Reproduce the lines from the one containing "Tell me — do you see any bread" through the end of the listing, replacing "oiled" with "greased" and leaving everything else unchanged.

Material shown:
▬▬▬

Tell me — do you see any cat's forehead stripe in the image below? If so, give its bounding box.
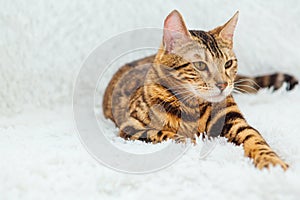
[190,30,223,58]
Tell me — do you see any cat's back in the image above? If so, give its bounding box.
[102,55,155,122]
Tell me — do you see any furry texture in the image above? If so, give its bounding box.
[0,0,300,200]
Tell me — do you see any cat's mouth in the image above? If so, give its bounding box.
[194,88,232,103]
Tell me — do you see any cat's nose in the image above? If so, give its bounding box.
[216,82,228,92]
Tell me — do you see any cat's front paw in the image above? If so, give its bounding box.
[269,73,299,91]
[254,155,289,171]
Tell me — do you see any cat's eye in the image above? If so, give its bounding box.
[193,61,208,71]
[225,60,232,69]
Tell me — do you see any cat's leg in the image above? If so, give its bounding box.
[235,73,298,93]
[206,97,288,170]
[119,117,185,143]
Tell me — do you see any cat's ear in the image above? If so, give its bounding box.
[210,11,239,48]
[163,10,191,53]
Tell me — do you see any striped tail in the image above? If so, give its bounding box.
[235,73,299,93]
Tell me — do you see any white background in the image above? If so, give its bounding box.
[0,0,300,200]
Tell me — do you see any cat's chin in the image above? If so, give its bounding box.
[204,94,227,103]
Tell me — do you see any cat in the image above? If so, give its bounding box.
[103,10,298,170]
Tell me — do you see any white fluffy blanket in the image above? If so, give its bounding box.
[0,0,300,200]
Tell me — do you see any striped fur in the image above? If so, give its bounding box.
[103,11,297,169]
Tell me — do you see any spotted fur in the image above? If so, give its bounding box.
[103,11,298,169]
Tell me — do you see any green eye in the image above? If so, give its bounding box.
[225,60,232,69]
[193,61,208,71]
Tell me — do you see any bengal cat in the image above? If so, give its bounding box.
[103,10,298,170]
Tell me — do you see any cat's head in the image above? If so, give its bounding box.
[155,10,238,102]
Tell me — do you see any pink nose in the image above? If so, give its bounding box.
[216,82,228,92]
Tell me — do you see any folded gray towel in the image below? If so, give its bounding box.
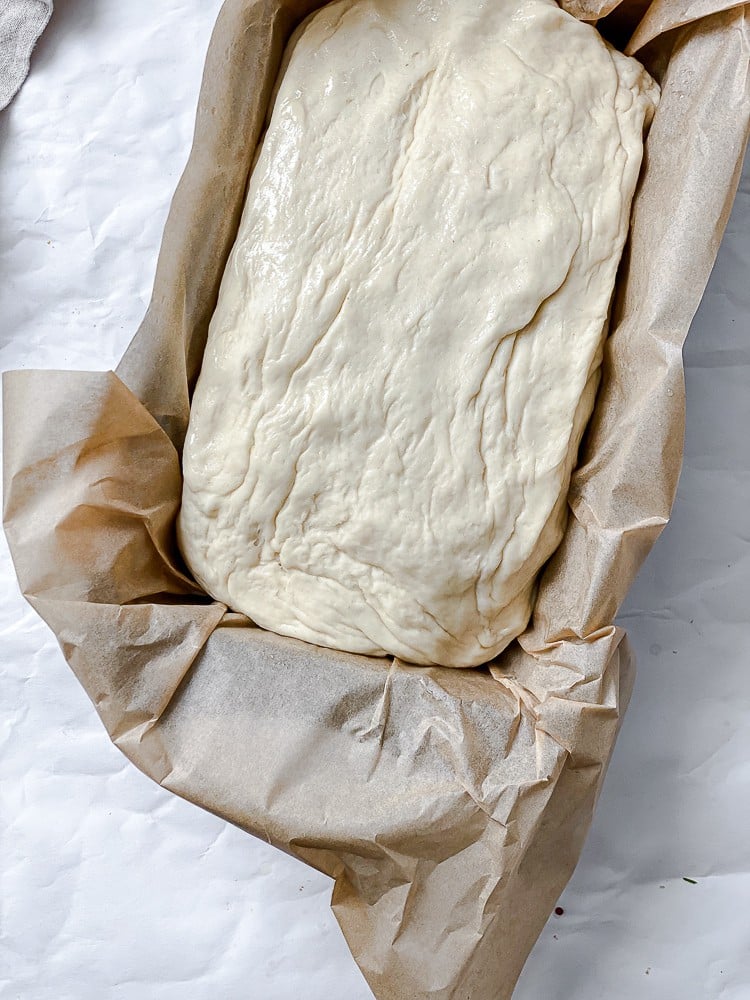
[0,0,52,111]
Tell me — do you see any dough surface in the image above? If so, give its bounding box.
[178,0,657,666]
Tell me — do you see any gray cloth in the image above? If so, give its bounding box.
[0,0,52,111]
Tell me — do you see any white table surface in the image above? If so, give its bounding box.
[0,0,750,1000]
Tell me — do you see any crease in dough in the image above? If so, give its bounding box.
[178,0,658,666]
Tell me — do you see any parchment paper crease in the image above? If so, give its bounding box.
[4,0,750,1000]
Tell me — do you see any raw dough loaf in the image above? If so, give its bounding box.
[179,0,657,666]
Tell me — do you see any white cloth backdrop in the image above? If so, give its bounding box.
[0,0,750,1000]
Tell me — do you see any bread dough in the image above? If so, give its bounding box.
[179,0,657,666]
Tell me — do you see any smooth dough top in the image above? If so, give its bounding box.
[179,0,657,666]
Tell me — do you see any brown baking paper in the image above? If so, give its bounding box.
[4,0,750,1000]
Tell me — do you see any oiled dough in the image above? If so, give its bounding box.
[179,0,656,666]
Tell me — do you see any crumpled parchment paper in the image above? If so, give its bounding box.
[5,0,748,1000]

▬▬▬

Finished task:
Tell me — do you see any bread dough in the image above? If so, give its bounding box.
[179,0,657,666]
Tell me — do you see any smooth dough top in the image above? If so, give its bounding box.
[179,0,657,666]
Tell me — do you see any brown baking paper in the image above? If so, give its bounding box.
[4,0,750,1000]
Tell me — do you see any greased dough in the image above? If so, give its bounding box.
[179,0,656,666]
Tell me — do you see any crumpled parchment paper in the image above? If so, give its bounding box.
[5,0,748,1000]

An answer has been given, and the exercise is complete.